● **WHAT IS BEING ASKED**: From the first line to the last, output the records exactly and drop any images.

== Segment start ==

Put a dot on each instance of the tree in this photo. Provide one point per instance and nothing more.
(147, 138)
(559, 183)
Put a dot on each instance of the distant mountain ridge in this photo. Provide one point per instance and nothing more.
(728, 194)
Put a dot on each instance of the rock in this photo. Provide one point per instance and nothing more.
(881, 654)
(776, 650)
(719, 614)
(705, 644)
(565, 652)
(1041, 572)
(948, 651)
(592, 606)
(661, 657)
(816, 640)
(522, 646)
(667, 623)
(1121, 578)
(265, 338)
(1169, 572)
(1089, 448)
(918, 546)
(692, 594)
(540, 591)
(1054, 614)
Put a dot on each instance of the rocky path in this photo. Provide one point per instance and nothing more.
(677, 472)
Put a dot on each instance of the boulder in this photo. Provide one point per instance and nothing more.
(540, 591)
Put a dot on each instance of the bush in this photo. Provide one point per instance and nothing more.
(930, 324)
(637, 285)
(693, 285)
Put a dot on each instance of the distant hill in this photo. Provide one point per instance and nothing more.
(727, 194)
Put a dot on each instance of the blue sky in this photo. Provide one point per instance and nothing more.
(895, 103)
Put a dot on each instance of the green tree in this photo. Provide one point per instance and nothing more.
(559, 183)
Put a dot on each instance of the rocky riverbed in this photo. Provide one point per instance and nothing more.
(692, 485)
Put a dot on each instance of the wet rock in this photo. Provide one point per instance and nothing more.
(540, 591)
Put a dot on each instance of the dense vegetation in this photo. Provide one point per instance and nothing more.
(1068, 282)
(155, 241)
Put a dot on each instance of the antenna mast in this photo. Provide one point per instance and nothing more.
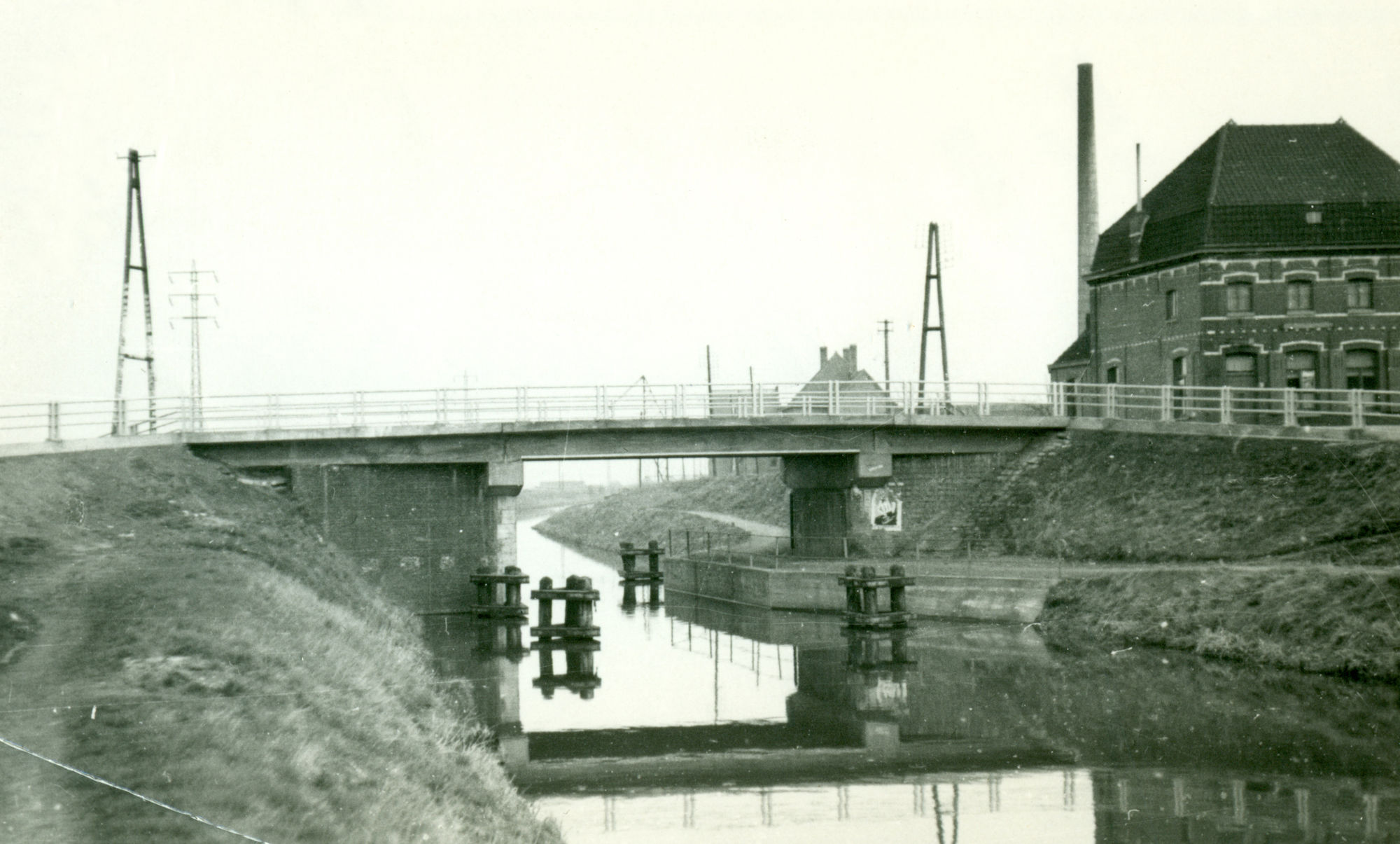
(886, 331)
(933, 275)
(197, 386)
(134, 197)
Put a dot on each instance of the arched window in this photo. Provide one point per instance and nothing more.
(1300, 295)
(1360, 295)
(1363, 369)
(1241, 371)
(1240, 296)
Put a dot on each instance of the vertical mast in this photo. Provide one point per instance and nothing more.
(134, 201)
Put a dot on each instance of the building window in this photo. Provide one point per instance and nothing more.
(1360, 295)
(1300, 295)
(1240, 298)
(1363, 369)
(1241, 371)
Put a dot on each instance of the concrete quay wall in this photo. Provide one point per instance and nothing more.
(937, 595)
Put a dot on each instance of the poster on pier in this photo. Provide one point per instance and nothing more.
(886, 509)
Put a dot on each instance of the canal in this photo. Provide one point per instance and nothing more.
(704, 721)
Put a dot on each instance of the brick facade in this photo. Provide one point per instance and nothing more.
(1139, 337)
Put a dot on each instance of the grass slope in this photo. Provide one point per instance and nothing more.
(1168, 498)
(1318, 618)
(191, 638)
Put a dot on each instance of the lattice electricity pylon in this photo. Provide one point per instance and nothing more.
(134, 197)
(197, 383)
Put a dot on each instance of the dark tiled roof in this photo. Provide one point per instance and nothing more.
(1079, 352)
(1252, 187)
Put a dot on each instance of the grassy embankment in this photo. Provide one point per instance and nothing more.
(194, 639)
(1139, 498)
(1297, 509)
(645, 513)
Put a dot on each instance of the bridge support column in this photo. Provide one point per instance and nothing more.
(503, 483)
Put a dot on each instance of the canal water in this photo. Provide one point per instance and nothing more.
(702, 721)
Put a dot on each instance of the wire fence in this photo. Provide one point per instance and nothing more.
(372, 411)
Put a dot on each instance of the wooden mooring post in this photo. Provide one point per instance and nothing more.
(863, 604)
(499, 593)
(579, 596)
(576, 637)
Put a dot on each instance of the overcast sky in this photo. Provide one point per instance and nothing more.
(397, 194)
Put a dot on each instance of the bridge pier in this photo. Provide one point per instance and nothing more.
(416, 530)
(818, 508)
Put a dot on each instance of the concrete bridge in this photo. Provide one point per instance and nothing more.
(421, 484)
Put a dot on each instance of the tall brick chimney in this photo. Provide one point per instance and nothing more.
(1088, 190)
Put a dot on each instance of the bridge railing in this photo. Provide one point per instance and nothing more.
(447, 407)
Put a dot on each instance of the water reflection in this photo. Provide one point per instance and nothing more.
(783, 726)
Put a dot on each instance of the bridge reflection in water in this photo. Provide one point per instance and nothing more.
(712, 721)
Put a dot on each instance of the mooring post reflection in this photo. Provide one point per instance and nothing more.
(580, 673)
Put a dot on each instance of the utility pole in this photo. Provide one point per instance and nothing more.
(933, 275)
(709, 383)
(197, 386)
(886, 331)
(134, 200)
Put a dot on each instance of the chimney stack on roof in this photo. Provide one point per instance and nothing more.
(1088, 190)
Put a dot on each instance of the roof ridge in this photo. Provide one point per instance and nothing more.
(1216, 179)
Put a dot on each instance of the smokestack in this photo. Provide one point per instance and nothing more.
(1088, 190)
(1138, 151)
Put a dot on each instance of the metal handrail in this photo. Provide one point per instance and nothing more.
(864, 400)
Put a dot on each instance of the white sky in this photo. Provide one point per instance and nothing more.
(394, 194)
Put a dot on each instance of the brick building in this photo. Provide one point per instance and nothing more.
(1270, 257)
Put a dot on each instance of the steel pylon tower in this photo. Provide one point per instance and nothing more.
(933, 279)
(134, 198)
(197, 385)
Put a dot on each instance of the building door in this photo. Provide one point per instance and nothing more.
(1180, 387)
(1301, 373)
(818, 519)
(1242, 372)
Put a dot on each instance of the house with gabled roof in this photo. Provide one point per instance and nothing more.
(842, 383)
(1270, 257)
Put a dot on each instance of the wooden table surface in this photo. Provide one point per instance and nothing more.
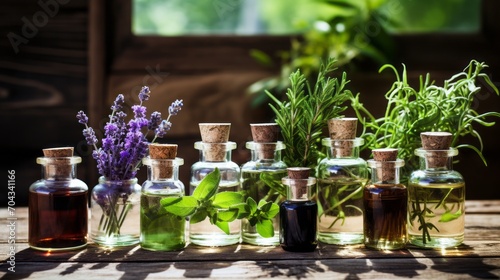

== Segment end ==

● **WRITTEN ANSWER**:
Put a dot on each instance of the tree in this photo. Provide one point per instance and nothing more.
(147, 138)
(559, 183)
Put a dot on each instance of the distant mountain ridge in this photo. Provide one point per instance and nothing more.
(728, 194)
Put a dot on each instance of the rock in this photo. Provide one point per instance and nothing more.
(881, 654)
(776, 650)
(719, 614)
(705, 644)
(565, 652)
(1041, 572)
(948, 651)
(592, 606)
(661, 657)
(816, 640)
(522, 646)
(667, 623)
(1121, 578)
(265, 338)
(1169, 572)
(1089, 448)
(918, 546)
(692, 594)
(540, 591)
(1054, 614)
Put a dot on each instance of the rocky path in this photo. Provide one point per instance and nothing more.
(677, 472)
Put a dot on each instance of the boulder in this photo. Provide one point per instance and nothing more.
(540, 591)
Put a dot on each instance of the bush in this photo. Provide one point per instance and nothing more.
(930, 324)
(637, 285)
(693, 285)
Put a dot on each instance of the distant hill in this photo. Provide one point per instance and nothing more.
(727, 194)
Put a dot on each instance of the blue sky in this photo. Provide one point per instance and nothing more.
(895, 103)
Put a dot on each instance of the green tree in this photo. Provide one point per instance and nothing more.
(559, 183)
Put a dot on each instance of the rocky riverbed in this photo. Provide one point per instance and nothing more.
(692, 485)
Put a dot on each instance of the wet rock in this photo. Provide one point per instance and nothing more.
(540, 591)
Put a dot on each instance of the dense vegetation in this photo. Provide one point per instance and nothing more.
(1068, 282)
(155, 241)
Put a dot on each instance of the antenna mast in this photo. Provide one point per instance and nothing more.
(886, 331)
(933, 275)
(197, 386)
(134, 197)
Put a dot on each instance of the arched window in this photo. Provide one point per instance and nothing more.
(1300, 295)
(1360, 295)
(1363, 369)
(1241, 371)
(1240, 296)
Put a dot on each instance of the vertical mast in this photo. Provide one point per instance and nothing more.
(134, 201)
Put a dot on each instance of the building window in this photo. Provide one point per instance and nothing more.
(1360, 295)
(1300, 295)
(1240, 298)
(1363, 369)
(1241, 371)
Put a dot on each instance of the concrete quay wall in this photo. Provide one point per instance and nothing more.
(937, 595)
Put a dot on each instance of the poster on pier in this photo. Provide one point per instance and nothing more.
(886, 509)
Put a dot on each instance of the canal in this photo. Provide one point per instance and nothing more.
(704, 721)
Put a dot on each instance of the brick facade in this photo. Provide one point per instance and nothing more.
(1139, 337)
Put a dot on each instance of the grass slope in this photo. Provide one point per instance and nothing more.
(1168, 498)
(1318, 618)
(191, 638)
Put a dot on each instance of the lattice electricity pylon in this photo. Provide one point per instance and nothing more.
(134, 197)
(197, 383)
Put a dot on each instance of the dark tiled roof in this photo. Provide one point per instance and nothing more.
(1079, 352)
(1252, 187)
Put a dot on each instance of the grassy embankment in this photo. Provide one point per instance and nothing more.
(194, 639)
(1139, 498)
(1297, 509)
(645, 513)
Put a dot on each instance of the bridge support column in this photo. Provide one point per instance and nothing more.
(503, 483)
Put a dot on each instance of the canal water in this photo. Provide one point per instance and nothing more.
(702, 721)
Put a dot on each instance of the wire fence in this photo. Provide one point per instance and nothing more.
(372, 411)
Put a dot on each instance of the wooden mooring post in this photo. Provide one point per instance and nothing more.
(863, 604)
(499, 593)
(579, 596)
(576, 637)
Put a dot on each instance of the overcast sky in this photo. Provide one point per instance and nothing more.
(397, 194)
Put a dot on each instance of the bridge pier in this photo. Provide one point per instance and nothing more.
(416, 530)
(818, 508)
Put a dot on each instance of the concrete bridge in this photo. Provide one point per instance and nothing more.
(421, 484)
Put a dot on each instance of the tall brick chimney in this photo. Provide one point per instance and nothing more.
(1088, 190)
Put a dot on each instance of the bridge railing in this photo. Provide one point per instance and nothing more.
(447, 407)
Put a dot on each instance of the water reflection in this photo. Provide one point per instance and nothing more.
(783, 726)
Put a dot on each instance of the bridge reflection in water in this photo. Provide one point per instance and nothing more.
(712, 721)
Put a dot on each instance of the mooring post reflection in this photo. Provide one point per instance and nothing more.
(580, 673)
Put a dot on each instance of the utility pole in this photo. Provide one point per instance and nothing more.
(933, 275)
(709, 383)
(197, 386)
(886, 331)
(134, 200)
Put a dot on each instance of the chimney stack on roof in this photo. Provide one point per instance and nothing more.
(1088, 190)
Put a dot on each instance of the roof ridge in this photo. Provide one point per instance and nothing more.
(1216, 179)
Put a dot on each instance of the smokestack in this photo. Provide one point per instance and nothing more.
(1088, 190)
(1138, 151)
Put a dot on each instance of the metal handrail in this photo. Provide one point per instance and nothing more.
(864, 400)
Put a dot on each instance of the white sky in this photo. Provide one point per instance and nothing more.
(394, 194)
Put a dot on each instance of the brick building in this photo. Provide one point per instance and nothing more.
(1270, 257)
Put a dot on each instance of the steel pylon tower in this photo. Provide one point per instance and nothing more.
(933, 279)
(134, 198)
(197, 385)
Put a dot on each instance of the building door in this photo. Provide one point per instance and nothing more.
(1180, 387)
(1301, 373)
(818, 519)
(1242, 372)
Put a dot on each instance of the house with gabled roof in this photo. Provide one point per instance and nothing more.
(842, 383)
(1270, 257)
Put a dot on each instance of the wooden table surface in this photo. Provide one point per instance and nothing more.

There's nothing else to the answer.